**Testo fornito:**

━━━━━━━━━━━━━━━━━━━━━━━━━━━━━━

Interpretazioni che poco hanno da spartire con la lunga millenaria tradizione musulmana e con i suoi fondamenti. Che, se diversamente commentati, sostengono soluzioni diametralmente opposte a quelle prospettate dal radicalismo islamista: ragione per la quale bisogna stare attenti anche a connotare tali derive interpretative come fondamentalistiche. Il che, tuttavia, non ne ridimensiona l’importanza, soprattutto se lette alla luce dell’efficienza della macchina terroristica, la sua mortale e imprevedibile pericolosità. Sebbene con letture grossolane e rudimentali, negli ambienti del radicalismo islamista la religione, o meglio la sua strumentalizzazione, agisce come una ‘coperta’: viscidamente sfruttata da abili mandanti e organizzatori, essa s’insinua nella mente degli attentatori avvolgendo e dissimulando tutte le altre motivazioni. In questo modo l’elemento religioso alimenta un’incontenibile determinazione nell’attuare i piani mortali. Al punto che, rispetto a questi piani e come sovente accade negli ambienti sovversivi di siffatta natura, il primo presupposto a essere dato per scontato e messo in conto dal terrorista è la perdita della propria vita: una morte ricercata, voluta e, a volte, felicemente invocata in vista della ricompensa divina.

━━━━━━━━━━━━━━━━━━━━━━━━━━━━━━

**Obiettivo:**
Per favore rispondi a queste domande sul testo fornito:
(a) Che cosa agisce come una "coperta" negli ambienti del radicalismo islamista?
(b) Che cosa alimenta l'elemento religioso?
(c) Qual è il primo presupposto che il terrorista dà per scontato?

━━━━━━━━━━━━━━━━━━━━━━━━━━━━━━

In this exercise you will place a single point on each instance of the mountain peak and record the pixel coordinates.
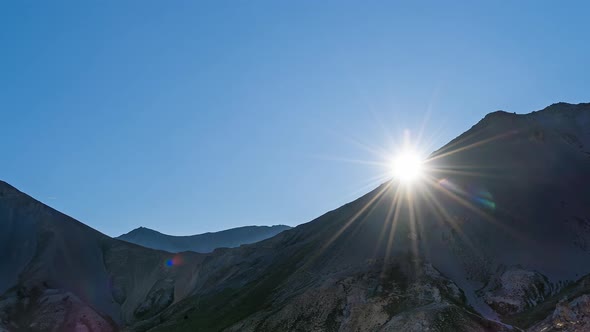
(206, 242)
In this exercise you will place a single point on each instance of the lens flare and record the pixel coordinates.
(407, 166)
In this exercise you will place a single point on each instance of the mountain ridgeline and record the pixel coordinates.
(203, 243)
(496, 238)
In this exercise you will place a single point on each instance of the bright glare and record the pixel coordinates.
(407, 166)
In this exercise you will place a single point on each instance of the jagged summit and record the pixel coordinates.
(503, 234)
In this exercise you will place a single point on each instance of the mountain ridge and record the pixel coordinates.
(203, 243)
(500, 232)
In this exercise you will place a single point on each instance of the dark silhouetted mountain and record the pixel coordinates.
(203, 243)
(497, 234)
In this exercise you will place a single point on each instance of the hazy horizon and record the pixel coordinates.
(194, 118)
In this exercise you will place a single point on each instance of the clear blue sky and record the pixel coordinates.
(194, 116)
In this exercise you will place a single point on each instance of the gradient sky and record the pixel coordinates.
(195, 116)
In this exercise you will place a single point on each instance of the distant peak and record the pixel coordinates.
(565, 107)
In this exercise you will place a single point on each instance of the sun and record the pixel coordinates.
(407, 166)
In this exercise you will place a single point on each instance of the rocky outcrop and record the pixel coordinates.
(569, 316)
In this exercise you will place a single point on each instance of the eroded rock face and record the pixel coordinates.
(398, 297)
(515, 290)
(50, 310)
(569, 316)
(158, 299)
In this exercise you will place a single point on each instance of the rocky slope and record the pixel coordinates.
(504, 218)
(62, 275)
(203, 243)
(498, 233)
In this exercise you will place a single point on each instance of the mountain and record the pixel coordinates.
(496, 238)
(57, 274)
(203, 243)
(501, 229)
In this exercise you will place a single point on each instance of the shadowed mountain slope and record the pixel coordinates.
(498, 230)
(203, 243)
(504, 218)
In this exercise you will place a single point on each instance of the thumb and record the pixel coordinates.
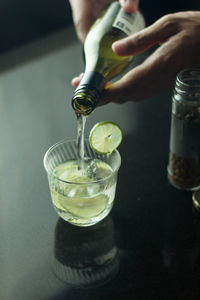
(145, 39)
(129, 6)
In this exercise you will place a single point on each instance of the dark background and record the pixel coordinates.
(22, 21)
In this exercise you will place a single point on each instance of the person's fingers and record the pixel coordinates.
(141, 82)
(129, 6)
(76, 80)
(146, 38)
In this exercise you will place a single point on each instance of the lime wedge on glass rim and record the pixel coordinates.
(105, 137)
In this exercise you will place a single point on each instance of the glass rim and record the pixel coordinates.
(190, 72)
(79, 183)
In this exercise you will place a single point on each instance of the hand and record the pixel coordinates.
(85, 12)
(178, 37)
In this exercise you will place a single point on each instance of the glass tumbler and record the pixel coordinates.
(81, 202)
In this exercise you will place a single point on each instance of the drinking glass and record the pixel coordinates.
(81, 203)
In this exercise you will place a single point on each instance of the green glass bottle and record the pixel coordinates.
(101, 63)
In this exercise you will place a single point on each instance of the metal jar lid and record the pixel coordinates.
(196, 199)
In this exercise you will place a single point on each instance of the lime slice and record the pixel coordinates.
(105, 137)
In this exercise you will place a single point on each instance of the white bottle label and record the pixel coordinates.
(126, 22)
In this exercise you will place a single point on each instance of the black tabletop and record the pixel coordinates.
(148, 248)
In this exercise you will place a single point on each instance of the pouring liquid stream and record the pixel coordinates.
(81, 120)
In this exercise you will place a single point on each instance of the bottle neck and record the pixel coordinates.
(87, 94)
(187, 86)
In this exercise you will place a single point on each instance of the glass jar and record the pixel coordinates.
(184, 155)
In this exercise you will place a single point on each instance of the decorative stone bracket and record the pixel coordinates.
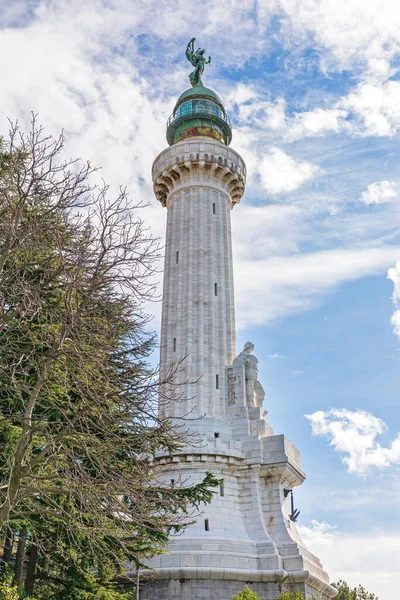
(192, 163)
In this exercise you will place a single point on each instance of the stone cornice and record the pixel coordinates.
(242, 575)
(198, 162)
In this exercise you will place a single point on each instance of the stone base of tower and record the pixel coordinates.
(248, 532)
(221, 588)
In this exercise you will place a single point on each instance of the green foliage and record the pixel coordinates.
(79, 428)
(357, 593)
(247, 594)
(7, 592)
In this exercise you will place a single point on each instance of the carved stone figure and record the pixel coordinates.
(254, 390)
(198, 60)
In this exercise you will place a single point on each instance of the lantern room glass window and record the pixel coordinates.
(199, 107)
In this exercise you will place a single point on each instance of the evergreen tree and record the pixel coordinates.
(79, 431)
(357, 593)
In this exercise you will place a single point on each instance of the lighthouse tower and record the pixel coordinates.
(248, 533)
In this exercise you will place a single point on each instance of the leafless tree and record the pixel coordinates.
(79, 431)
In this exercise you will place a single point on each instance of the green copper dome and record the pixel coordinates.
(199, 112)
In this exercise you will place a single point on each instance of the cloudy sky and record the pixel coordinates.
(313, 88)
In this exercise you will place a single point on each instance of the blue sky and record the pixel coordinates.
(313, 88)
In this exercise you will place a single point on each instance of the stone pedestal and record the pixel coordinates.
(246, 534)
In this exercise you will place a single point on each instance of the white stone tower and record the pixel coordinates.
(247, 534)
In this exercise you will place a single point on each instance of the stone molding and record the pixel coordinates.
(242, 575)
(192, 163)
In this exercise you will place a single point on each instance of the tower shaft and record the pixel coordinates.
(203, 180)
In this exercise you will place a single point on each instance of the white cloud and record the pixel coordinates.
(394, 275)
(315, 123)
(371, 559)
(395, 321)
(297, 373)
(281, 173)
(379, 192)
(354, 433)
(283, 285)
(375, 107)
(347, 32)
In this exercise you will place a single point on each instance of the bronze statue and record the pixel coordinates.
(198, 60)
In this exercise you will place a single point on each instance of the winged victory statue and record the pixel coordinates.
(198, 60)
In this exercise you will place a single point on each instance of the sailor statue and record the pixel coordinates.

━━━━━━━━━━━━━━━━━━━━━━━━━━━━━━

**La risposta:**
(a) La religione, o meglio la sua strumentalizzazione.
(b) Un'incontenibile determinazione nell'attuare i piani mortali.
(c) La perdita della propria vita.